* Задания *
(a) Ответьте на вопросы по тексту о постсоветской политической системе:
(i) Что названо основным трендом во внутренней политике?
(ii) Что тормозило проведение полноценных институциональных реформ?
(iii) Что охватывают споры о модернизации страны?
(b) Определите, согласуется ли каждое утверждение с текстом о постсоветской политической системе:
(i) Конституционная революция сопровождалась полноценными институциональными реформами.
(ii) Эволюционность реформ привела к сохранению ключевых черт старой системы.
(iii) Соотношение внутренних и внешних факторов развития системы остается прежним.
(c) Продолжите текст о постсоветской политической системе, начав сразу после его последнего предложения.

* Исходный текст *
****************

4.Соотношение внутренних и внешних факторов, определяющих развитие постсоветской политической системы не остается неизменным. Во внутренней политике основным трендом следует признать нарастание инерционной стабильности системы.  На исходе ХХ в. в ходе либеральных рыночных преобразований удалось добиться «решительного, но мирного, эволюционного по сути, хотя и революционного по форме, изменения»[4]. Эволюционность реформ вела к сохранению ключевых элементов старой системы («номенклатурная приватизация»). Конституционная революция не сопровождалась полноценными институциональными реформами, проведение которых тормозилось как мощным сопротивлением оппозиции, так и ошибками реформаторов. Каков же результат? Характерно признание современных реформаторов: «мы не решили тех фундаментальных задач, которые стояли перед Россией сто лет назад», – «ни экономических, ни политических, ни социальных»[5]. Это, конечно, преувеличение, но оно отражает настроения сторонников преобразований. После всех экспериментов постсоветского периода  перспективной задачей по-прежнему  выступает «модернизация страны путем реформ на основе универсальных ценностей гуманизма, прав и достоинства человека, доверия, сотрудничества и солидарности граждан», а споры охватывают концепцию реформ, их приоритеты и информационную повестку[6].

****************

* Предоставленные материалы *
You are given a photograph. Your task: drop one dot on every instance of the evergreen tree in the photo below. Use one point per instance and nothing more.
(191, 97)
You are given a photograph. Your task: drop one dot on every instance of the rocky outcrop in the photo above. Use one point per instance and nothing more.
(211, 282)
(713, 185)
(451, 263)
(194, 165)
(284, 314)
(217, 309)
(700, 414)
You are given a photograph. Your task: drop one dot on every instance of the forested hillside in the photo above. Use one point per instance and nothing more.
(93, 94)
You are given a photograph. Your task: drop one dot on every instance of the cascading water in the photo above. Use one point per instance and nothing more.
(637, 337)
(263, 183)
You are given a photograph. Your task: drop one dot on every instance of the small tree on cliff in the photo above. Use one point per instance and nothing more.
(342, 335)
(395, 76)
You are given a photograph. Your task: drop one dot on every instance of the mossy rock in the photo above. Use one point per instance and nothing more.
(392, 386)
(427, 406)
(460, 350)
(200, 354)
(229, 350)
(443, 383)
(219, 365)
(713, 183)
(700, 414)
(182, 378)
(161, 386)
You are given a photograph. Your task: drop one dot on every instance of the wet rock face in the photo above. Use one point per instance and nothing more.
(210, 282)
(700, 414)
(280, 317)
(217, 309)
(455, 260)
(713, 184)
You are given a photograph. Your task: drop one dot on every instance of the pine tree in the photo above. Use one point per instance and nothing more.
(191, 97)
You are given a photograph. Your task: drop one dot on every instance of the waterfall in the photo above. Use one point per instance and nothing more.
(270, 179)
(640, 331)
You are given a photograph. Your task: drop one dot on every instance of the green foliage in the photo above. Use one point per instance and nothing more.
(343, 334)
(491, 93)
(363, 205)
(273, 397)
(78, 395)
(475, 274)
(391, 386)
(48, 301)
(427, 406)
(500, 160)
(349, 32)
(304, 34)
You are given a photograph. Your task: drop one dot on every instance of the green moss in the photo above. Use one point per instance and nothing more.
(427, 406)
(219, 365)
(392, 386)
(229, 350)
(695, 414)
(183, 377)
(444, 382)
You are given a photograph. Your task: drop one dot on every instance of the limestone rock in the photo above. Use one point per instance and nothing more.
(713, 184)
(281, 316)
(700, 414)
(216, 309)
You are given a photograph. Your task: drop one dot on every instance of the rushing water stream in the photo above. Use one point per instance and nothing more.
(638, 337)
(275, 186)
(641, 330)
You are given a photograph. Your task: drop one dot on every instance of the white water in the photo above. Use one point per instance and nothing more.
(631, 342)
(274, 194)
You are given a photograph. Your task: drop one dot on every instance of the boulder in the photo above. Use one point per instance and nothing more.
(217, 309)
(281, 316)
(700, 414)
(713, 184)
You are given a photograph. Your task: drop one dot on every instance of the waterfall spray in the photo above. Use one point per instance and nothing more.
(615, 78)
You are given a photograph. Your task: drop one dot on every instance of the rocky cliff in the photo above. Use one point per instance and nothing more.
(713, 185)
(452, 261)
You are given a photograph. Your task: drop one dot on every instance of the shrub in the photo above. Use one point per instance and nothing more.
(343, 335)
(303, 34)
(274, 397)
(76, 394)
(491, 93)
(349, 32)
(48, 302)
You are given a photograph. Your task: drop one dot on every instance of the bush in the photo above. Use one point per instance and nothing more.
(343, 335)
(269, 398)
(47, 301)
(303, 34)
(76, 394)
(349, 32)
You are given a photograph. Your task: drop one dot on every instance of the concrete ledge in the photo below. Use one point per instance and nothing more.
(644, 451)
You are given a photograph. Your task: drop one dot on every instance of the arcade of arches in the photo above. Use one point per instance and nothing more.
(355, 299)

****************

* Итоговые ответы *
(a)
(i) Нарастание инерционной стабильности системы.
(ii) Мощное сопротивление оппозиции и ошибки реформаторов.
(iii) Концепцию реформ, их приоритеты и информационную повестку.

(b)
(i) Нет: «Конституционная революция не сопровождалась полноценными институциональными реформами».
(ii) Да: «Эволюционность реформ вела к сохранению ключевых элементов старой системы».
(iii) Нет: «не остается неизменным».

(c)
Стремление решить внутренние проблемы (утрата динамизма, прекращение реформ, бюрократизация) за счет активной внешней политики – характерный поворот новейшего времени. Внешние обстоятельства (геополитическая ситуация) благоприятствуют этому: крушение международного права, рост национализма, утрата смысла происходящего («постмодернизм»), повсеместный подъем консервативных ценностей как реакция на глобализацию – создают благоприятный внешний фон для разворота российской внешней политики. Возникает соблазн решить накопившиеся проблемы одним точно рассчитанным внешним действием.

2015 г. – переломный момент в данном отношении. Внешняя политика впервые в постсоветской России  начинает целиком определять внутреннюю, укрепляя  консервативно-стабилизационный вектор ее трансформации. Важнейшие внешнеполитические инициативы (на Ближнем Востоке, на Украине, вообще на постсоветском пространстве) определяются естественным стремлением вернуть стране утраченный  потенциал в мировой политике, закрепить ее роль полноценного международного арбитра в разрешении вопросов мировой геополитической повестки дня, определенно заявить о своих интересах в мире и на постсоветском пространстве.  От успеха этих инициатив зависит легитимность режима и его внутренняя стабильность. Успех действительно позволяет укрепить рейтинг действующей власти и вытеснить из общественного сознания ряд «неудобных» тем (в соответствии с римской формулой – «победителей не судят»). Неуспех ведет к хрупкости режима и возрастанию трудностей его легитимации.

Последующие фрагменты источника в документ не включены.